Cranmer was immediately called inside and told that a ‘great complaint’ had been made both to the Council and the king. Cranmer and others, ‘by his permission, had infected the whole realm with heresy and therefore it was the king’s pleasure that they should commit him to the Tower … [to] be examined for his trial’. Cranmer, pale-faced but calm, replied:
I am sorry, my lords, that you drive me to this exigency – to appeal from you to the king’s majesty, who, by this token has taken this matter into his own hands and discharges you thereof.
And with that, he held up Henry’s ring. There was an astonished silence. John, Lord Russell, was the first to speak. ‘Did I not tell you, my lords, that the king would never permit my lord of Canterbury to have such a blemish as to be imprisoned, unless it were for treason?’ Henry taunted them:
Ah! My lords, I had thought that I had a discreet and wise council but now I perceive that I am deceived. How have you handled my lord of Canterbury here?
/> What makes you [treat him like] a slave, shutting him out of the council chamber amongst serving men? Would you be so handled yourselves?
Then he became deadly serious:
I would you should well understand that I believe Canterbury as faithful a man towards me as ever was prelate in this realm and one to whom I owe many ways beholden, by the faith I owe to God (and he laid his hand upon his breast) and therefore, who so loves me will regard him [so] thereafter.
Norfolk, who had undoubtedly played a leading role in the conspiracy against Cranmer, hurriedly told the king, rather disingenuously,
We meant no manner of hurt to my lord of Canterbury in that we requested to have him in durance [prison]. We only did [so] because he might, after his trial, be set at liberty to his own glory.

• **Supplied entries**:
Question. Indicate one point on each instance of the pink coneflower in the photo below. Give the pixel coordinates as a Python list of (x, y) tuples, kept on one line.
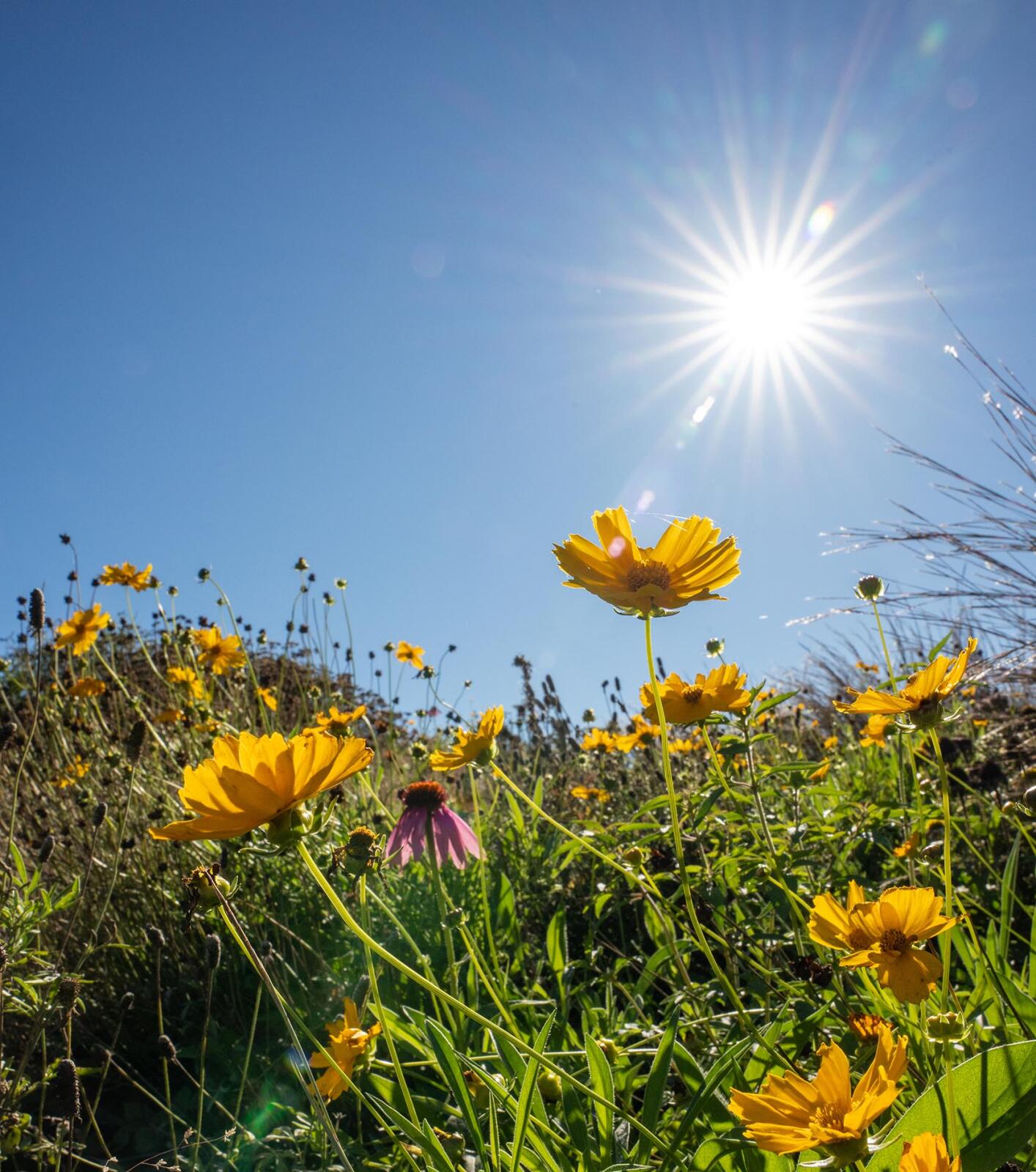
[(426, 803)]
...
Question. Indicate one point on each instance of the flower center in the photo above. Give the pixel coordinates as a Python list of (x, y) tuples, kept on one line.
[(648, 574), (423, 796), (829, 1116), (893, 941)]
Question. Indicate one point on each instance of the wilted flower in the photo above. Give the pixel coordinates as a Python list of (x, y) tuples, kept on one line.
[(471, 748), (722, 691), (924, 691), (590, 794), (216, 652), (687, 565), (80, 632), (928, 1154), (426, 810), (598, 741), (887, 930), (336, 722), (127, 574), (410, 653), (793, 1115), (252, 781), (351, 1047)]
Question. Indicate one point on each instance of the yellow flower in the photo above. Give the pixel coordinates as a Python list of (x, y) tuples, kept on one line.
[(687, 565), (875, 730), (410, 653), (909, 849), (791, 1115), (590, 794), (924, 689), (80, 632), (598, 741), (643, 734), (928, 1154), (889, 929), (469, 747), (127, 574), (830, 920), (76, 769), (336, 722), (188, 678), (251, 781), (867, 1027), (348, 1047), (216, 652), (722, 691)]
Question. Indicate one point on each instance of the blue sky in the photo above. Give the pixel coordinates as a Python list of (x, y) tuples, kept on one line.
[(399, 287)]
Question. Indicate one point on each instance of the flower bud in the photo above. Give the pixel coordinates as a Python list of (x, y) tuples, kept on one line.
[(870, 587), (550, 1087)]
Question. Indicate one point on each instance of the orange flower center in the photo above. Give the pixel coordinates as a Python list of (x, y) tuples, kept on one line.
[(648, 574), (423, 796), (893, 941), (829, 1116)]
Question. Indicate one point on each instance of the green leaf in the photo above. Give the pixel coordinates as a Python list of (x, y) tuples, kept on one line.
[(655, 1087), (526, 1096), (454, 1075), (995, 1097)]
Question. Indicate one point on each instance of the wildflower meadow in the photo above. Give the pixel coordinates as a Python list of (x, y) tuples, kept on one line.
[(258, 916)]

• **Work to complete**:
**A.** Decide whether each statement below agrees with the text about Cranmer. Answer yes or no for each, and quote the words from the text that decide it.
(i) John, Lord Russell, spoke first after the silence.
(ii) Cranmer was described as pale-faced and agitated when he replied.
(iii) Norfolk told the king that the council had meant Cranmer harm.
**B.** In the text about Cranmer, what object did Cranmer hold up after appealing to the king?
**C.** Reproduce the stretch of the text about Cranmer from "Norfolk, who had" through "his own glory.".

• **Responses for each task**:
**A.**
(i) Yes: "John, Lord Russell, was the first to speak."
(ii) No: "Cranmer, pale-faced but calm, replied"
(iii) No: "We meant no manner of hurt to my lord of Canterbury"

**B.** He held up Henry's ring.

**C.**
Norfolk, who had undoubtedly played a leading role in the conspiracy against Cranmer, hurriedly told the king, rather disingenuously,
We meant no manner of hurt to my lord of Canterbury in that we requested to have him in durance [prison]. We only did [so] because he might, after his trial, be set at liberty to his own glory.